*Data under study:*
━━━━━━━━━━━━━━━━
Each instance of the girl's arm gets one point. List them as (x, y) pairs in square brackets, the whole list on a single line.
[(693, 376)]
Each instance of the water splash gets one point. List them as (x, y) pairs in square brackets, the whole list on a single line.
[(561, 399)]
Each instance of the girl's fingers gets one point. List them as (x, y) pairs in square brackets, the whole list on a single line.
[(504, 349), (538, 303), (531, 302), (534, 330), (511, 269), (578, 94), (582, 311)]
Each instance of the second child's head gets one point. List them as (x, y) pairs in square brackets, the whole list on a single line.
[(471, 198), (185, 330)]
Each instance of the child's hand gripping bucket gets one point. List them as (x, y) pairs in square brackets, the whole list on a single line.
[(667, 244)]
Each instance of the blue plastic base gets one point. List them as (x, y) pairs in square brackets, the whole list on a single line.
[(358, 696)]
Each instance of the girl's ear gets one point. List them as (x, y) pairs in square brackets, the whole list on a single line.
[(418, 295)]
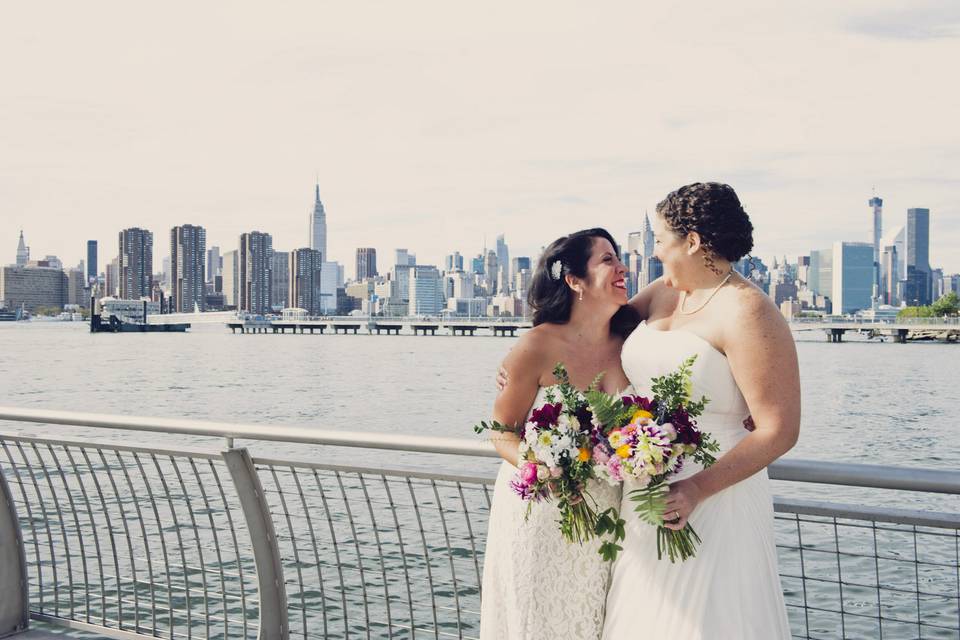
━━━━━━━━━━━━━━━━
*Exercise description:*
Repeat each line of the records exactly, dropping the pictures.

*Exercise answer:*
Each instance of the girl's arm gets one point. List them as (x, y) pairs in square brackets, the whole list on a single line.
[(693, 376)]
Each instance of the water splash gets one point. List them as (x, y) pairs in square brackets, the whole list on a single line.
[(561, 399)]
Each instance of the girl's fingers gets one point. List them as (x, y) pairs in square brackets, the whole list on a single line.
[(504, 349), (538, 303), (531, 302), (534, 330), (511, 269), (578, 94), (582, 311)]
Each instance of the second child's head gets one point. List them as (x, y) pairs in square brackets, the whole list on a single line.
[(471, 198), (185, 330)]
Each instance of the child's hand gripping bucket gets one point. List them as (x, y) pairs in square brackets, the whole list on a single line.
[(667, 244)]
Each instance of the blue plastic base gets one point. List them as (x, y) pairs in square brackets, the whole list on a single line.
[(358, 696)]
Each instance of the girl's ear gets one point. List them as (x, y) pairs in square brackets, the whole list on a single line.
[(418, 295)]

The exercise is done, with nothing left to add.